**Data provided**

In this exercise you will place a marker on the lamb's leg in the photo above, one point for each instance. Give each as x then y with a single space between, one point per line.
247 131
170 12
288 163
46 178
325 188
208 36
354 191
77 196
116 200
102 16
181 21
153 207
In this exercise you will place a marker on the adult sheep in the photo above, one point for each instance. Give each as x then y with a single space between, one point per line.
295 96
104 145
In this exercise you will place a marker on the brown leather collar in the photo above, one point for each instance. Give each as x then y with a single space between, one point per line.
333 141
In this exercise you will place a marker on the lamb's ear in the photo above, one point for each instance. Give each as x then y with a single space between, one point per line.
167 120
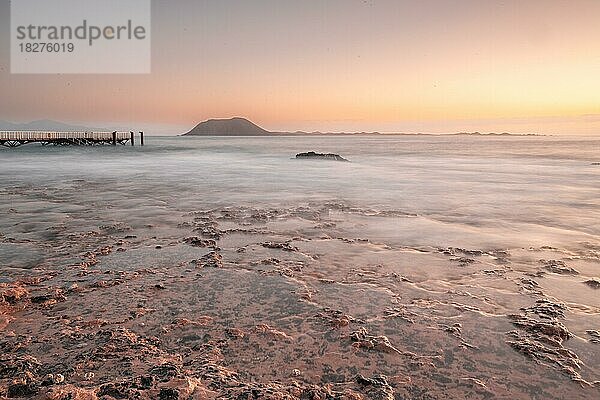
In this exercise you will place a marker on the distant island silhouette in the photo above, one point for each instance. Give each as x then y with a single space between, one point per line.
239 126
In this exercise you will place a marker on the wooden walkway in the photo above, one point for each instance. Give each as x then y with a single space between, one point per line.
19 138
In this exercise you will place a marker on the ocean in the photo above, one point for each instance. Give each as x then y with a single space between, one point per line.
427 267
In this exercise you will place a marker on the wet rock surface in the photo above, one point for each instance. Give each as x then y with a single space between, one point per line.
320 156
295 302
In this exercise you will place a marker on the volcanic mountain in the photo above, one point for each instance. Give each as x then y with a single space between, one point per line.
227 127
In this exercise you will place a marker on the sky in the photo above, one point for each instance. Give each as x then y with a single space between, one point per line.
431 66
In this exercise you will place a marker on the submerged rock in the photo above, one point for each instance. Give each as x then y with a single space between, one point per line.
321 156
593 283
559 267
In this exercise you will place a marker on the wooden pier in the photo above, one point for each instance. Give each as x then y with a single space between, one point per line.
19 138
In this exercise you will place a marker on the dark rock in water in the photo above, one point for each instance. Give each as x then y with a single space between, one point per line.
593 283
321 156
559 267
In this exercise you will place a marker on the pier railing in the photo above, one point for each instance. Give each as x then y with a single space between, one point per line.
19 138
41 136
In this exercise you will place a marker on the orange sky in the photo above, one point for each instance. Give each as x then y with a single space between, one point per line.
342 65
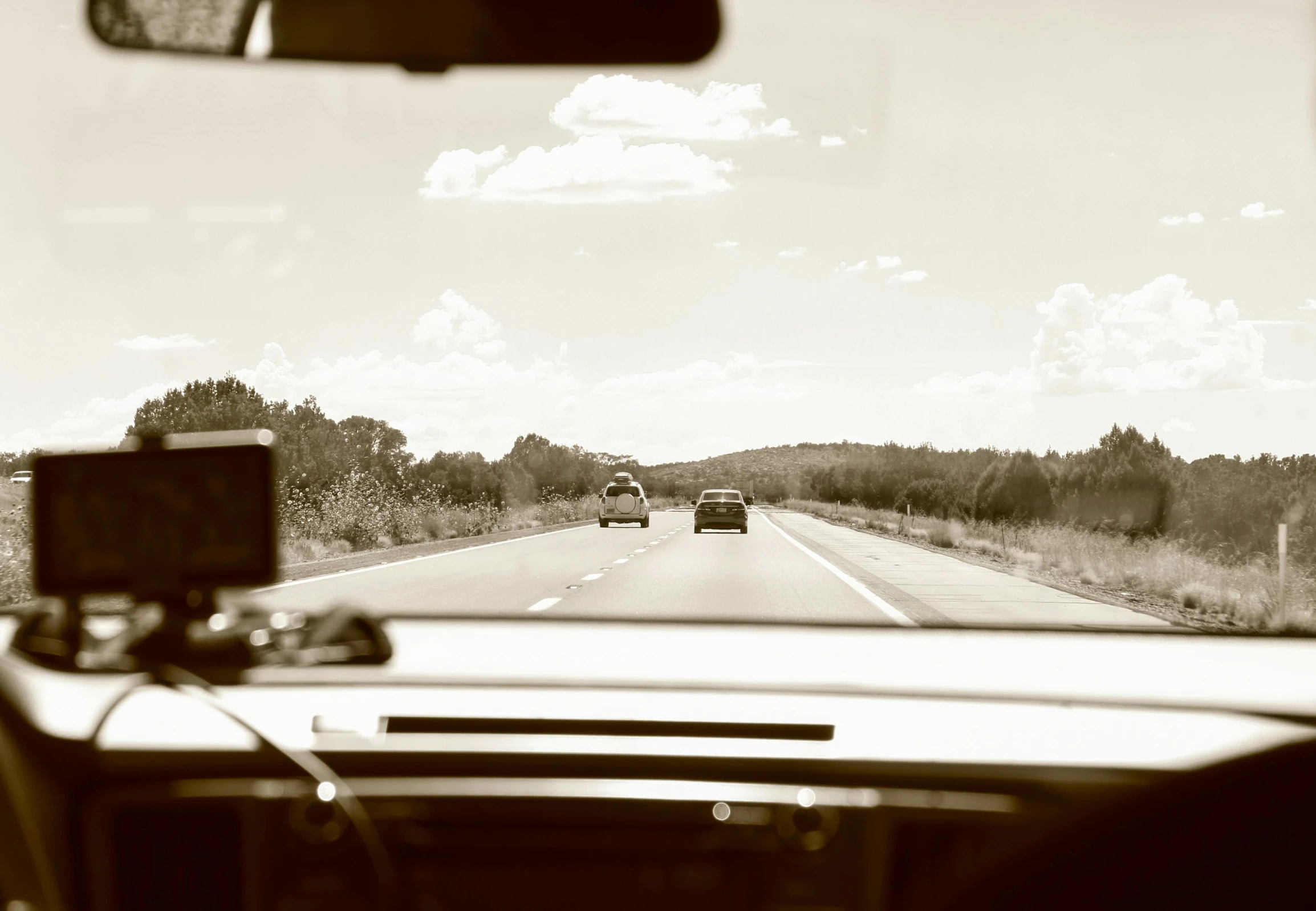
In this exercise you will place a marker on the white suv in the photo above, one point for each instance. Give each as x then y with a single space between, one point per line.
623 501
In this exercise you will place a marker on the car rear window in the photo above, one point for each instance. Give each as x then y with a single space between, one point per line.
721 495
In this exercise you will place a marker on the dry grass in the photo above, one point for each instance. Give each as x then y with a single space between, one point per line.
1231 594
356 516
362 518
15 544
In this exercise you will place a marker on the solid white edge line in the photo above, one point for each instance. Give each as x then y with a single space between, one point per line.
862 590
412 560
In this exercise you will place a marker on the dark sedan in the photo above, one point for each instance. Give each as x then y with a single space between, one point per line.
721 508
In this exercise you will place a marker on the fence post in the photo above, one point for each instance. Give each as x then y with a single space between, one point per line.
1283 552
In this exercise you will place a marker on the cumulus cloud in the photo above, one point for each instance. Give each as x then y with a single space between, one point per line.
594 169
461 172
163 343
737 381
1258 211
881 262
458 324
908 278
623 106
1153 340
99 423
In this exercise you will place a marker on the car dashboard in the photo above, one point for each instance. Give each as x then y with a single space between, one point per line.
549 767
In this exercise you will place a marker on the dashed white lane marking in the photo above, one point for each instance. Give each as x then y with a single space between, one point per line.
412 560
862 590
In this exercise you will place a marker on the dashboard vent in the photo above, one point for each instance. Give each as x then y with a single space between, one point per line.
610 728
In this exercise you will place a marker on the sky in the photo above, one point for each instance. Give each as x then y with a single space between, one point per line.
966 224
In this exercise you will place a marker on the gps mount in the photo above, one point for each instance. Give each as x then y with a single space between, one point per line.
170 520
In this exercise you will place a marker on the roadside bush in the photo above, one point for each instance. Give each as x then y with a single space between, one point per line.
1015 488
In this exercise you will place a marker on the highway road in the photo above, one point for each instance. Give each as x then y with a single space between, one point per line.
790 568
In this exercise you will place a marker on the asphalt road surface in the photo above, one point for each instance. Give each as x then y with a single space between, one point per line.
790 568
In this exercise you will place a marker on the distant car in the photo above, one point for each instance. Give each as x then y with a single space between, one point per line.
623 501
721 508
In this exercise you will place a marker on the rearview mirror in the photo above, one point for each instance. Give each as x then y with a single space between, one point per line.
419 35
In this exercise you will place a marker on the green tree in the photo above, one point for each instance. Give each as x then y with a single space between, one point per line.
1126 482
1015 488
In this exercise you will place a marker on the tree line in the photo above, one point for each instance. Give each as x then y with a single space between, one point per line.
316 452
1126 484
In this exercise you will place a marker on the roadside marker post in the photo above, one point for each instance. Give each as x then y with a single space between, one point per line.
1283 552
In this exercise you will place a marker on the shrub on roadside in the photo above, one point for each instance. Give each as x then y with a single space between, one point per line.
1207 588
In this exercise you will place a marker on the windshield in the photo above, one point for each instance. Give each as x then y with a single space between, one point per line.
1003 313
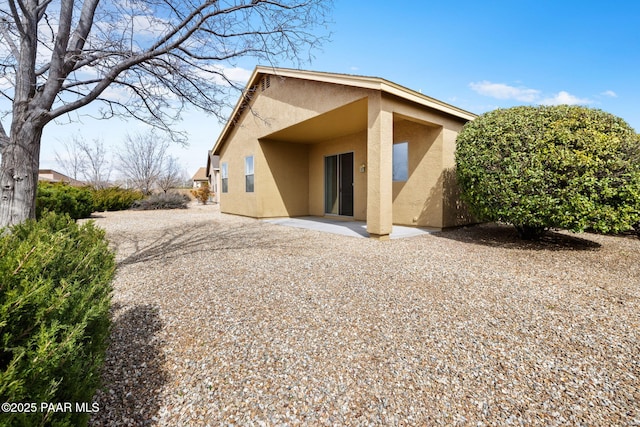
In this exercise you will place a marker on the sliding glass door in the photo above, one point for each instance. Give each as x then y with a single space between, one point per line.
338 184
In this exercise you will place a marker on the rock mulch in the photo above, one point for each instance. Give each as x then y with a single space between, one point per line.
223 320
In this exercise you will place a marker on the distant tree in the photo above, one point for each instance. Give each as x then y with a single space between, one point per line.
171 175
97 170
143 59
87 161
72 161
563 167
141 159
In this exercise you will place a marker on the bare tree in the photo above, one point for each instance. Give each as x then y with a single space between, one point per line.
171 174
72 161
141 160
145 59
86 160
97 170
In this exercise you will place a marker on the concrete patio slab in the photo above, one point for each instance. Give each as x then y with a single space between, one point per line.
345 228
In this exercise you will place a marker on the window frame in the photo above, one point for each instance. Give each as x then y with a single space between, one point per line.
224 176
249 174
400 175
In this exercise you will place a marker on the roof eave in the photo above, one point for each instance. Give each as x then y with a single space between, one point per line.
373 83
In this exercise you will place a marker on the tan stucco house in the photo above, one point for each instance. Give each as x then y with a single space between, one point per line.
304 143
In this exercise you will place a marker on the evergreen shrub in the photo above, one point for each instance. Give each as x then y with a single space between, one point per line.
565 167
62 198
162 201
114 198
55 293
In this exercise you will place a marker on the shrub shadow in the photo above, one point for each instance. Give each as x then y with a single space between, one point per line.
192 239
134 370
505 236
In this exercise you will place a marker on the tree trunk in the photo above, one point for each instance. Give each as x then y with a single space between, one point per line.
19 174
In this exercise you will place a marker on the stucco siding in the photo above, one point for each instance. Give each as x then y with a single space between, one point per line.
356 143
284 182
416 200
291 124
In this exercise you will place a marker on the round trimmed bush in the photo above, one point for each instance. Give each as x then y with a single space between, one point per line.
545 167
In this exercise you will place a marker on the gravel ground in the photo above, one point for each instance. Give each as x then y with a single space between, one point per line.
223 320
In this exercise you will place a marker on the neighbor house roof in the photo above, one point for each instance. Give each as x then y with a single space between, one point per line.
201 175
374 83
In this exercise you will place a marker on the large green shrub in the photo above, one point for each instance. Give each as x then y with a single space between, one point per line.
162 201
55 292
62 198
551 167
114 198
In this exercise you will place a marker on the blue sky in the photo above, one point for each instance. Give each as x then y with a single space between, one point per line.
476 55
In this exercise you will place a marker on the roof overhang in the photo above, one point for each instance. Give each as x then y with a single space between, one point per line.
317 123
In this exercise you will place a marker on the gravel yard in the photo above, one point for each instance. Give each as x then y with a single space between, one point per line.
224 320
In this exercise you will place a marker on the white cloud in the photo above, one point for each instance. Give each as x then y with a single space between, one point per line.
503 91
524 94
564 97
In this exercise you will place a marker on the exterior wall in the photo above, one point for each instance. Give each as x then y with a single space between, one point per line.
237 200
356 143
283 182
417 201
282 174
429 198
289 162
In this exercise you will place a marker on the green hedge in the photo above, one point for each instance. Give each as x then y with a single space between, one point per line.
55 294
61 198
162 201
114 199
543 167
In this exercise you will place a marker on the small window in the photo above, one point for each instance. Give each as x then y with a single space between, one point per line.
224 174
401 161
248 174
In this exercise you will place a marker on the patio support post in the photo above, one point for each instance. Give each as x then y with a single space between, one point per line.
379 170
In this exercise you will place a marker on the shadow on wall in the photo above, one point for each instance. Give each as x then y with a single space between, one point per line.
133 374
444 199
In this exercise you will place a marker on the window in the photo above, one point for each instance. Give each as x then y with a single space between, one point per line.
224 174
401 161
248 174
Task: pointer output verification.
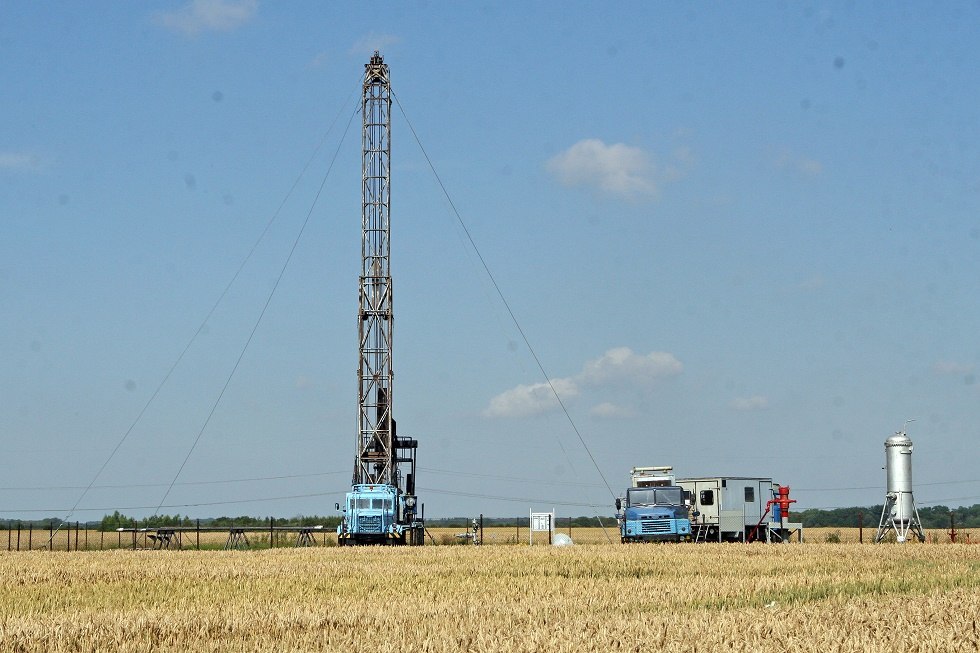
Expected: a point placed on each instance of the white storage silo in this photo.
(899, 513)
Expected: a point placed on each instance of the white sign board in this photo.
(541, 522)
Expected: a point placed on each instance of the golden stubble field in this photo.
(814, 597)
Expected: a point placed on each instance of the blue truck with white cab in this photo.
(654, 509)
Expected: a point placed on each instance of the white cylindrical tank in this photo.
(898, 465)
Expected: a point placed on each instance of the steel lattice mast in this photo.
(376, 461)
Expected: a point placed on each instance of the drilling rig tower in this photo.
(381, 507)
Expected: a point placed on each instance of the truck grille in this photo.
(654, 526)
(369, 524)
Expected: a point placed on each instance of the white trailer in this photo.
(727, 508)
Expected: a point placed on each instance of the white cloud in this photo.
(756, 402)
(368, 44)
(208, 15)
(618, 169)
(616, 366)
(622, 364)
(525, 400)
(22, 161)
(951, 368)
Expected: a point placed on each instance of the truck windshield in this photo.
(373, 503)
(667, 496)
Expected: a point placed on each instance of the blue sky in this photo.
(740, 239)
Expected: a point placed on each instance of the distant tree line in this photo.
(931, 516)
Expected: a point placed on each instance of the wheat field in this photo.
(814, 597)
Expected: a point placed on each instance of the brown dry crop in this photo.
(814, 597)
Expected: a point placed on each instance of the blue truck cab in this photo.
(378, 514)
(653, 514)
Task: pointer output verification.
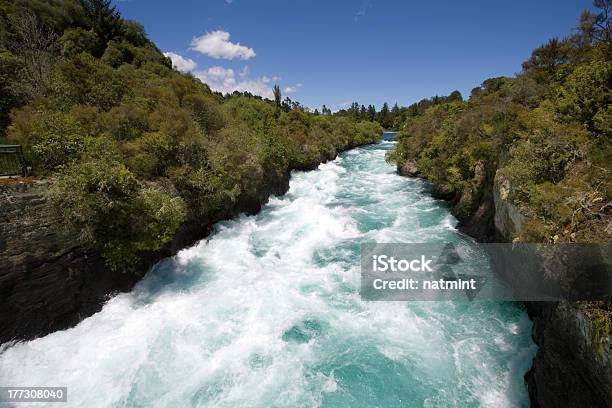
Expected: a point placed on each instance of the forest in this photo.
(543, 139)
(133, 147)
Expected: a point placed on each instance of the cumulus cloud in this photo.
(181, 63)
(291, 88)
(365, 5)
(217, 45)
(224, 80)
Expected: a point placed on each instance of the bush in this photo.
(102, 202)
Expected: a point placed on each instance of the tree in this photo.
(597, 27)
(277, 96)
(384, 118)
(104, 20)
(37, 48)
(371, 113)
(363, 113)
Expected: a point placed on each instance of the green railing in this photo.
(12, 162)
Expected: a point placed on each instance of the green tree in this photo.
(277, 96)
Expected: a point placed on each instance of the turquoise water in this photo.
(266, 313)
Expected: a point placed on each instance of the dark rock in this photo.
(409, 169)
(49, 282)
(567, 370)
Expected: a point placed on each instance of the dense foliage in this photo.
(544, 136)
(134, 146)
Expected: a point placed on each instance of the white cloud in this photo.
(181, 63)
(224, 80)
(217, 45)
(365, 5)
(292, 88)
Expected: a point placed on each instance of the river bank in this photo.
(267, 312)
(50, 282)
(568, 370)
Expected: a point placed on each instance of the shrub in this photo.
(103, 203)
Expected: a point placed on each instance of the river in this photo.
(266, 313)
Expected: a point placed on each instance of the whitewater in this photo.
(266, 312)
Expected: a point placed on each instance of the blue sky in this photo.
(335, 52)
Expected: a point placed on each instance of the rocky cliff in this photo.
(569, 370)
(49, 281)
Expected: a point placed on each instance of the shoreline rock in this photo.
(49, 282)
(566, 371)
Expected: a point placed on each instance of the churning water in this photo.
(266, 313)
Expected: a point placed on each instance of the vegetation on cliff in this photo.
(136, 147)
(545, 134)
(544, 137)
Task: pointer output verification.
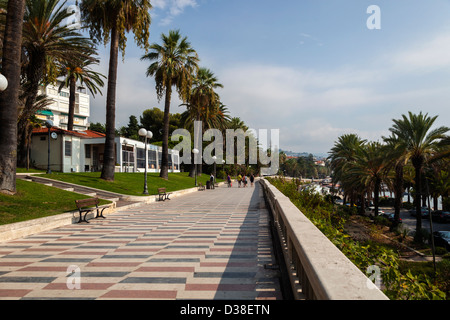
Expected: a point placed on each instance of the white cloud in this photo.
(424, 55)
(172, 8)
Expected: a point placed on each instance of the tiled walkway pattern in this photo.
(212, 244)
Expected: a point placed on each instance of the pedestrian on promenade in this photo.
(211, 179)
(229, 181)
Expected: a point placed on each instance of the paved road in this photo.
(409, 221)
(212, 244)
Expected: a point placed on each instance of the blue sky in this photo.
(310, 68)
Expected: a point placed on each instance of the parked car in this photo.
(441, 216)
(442, 239)
(390, 217)
(372, 211)
(424, 212)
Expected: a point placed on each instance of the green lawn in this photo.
(130, 183)
(34, 200)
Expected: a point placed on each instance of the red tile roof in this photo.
(82, 134)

**Task brief**
Lines before the one containing "Expected: a point placed on each instance of the red" stay out; reproduce that line and all the lines after it, through the end of the listing, exactly.

**Solved problem**
Expected: a point placed on each instance of the red tile roof in this photo.
(82, 134)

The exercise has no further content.